Stored data
-*-*-

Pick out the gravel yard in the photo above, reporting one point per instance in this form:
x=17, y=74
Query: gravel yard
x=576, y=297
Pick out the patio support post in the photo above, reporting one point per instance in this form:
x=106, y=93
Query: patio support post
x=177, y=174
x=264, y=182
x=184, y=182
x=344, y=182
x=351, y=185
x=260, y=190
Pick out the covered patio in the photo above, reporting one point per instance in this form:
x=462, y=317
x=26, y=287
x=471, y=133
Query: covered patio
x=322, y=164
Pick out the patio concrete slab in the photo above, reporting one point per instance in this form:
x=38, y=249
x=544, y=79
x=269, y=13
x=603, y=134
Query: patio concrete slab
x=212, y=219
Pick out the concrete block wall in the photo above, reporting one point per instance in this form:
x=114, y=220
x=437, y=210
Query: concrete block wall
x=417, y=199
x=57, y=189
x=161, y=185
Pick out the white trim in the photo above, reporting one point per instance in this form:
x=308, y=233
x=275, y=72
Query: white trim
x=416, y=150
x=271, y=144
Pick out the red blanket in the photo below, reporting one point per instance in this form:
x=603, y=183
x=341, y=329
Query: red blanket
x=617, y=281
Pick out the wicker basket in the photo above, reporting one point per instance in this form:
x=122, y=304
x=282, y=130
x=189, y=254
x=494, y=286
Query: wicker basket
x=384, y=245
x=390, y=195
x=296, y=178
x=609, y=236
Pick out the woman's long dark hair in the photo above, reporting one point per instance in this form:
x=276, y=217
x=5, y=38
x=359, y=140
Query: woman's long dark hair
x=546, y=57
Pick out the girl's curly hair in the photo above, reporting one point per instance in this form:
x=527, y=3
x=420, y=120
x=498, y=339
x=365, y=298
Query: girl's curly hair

-*-*-

*TASK BRIEF:*
Nothing but the lines from the one with "x=494, y=286" through the end of the data above should be reproduced, each exactly, both ends included.

*FINISHED EXERCISE:*
x=494, y=286
Query: wicker basket
x=384, y=245
x=390, y=195
x=296, y=178
x=609, y=236
Pick out the woman's long dark hair in the photo above, reporting one point per instance in this form:
x=276, y=217
x=5, y=38
x=359, y=140
Query: woman's long dark hair
x=546, y=57
Pick out the girl's curly hair in the photo above, reporting one point per instance in this form:
x=527, y=3
x=420, y=120
x=498, y=339
x=365, y=298
Query: girl's curly hair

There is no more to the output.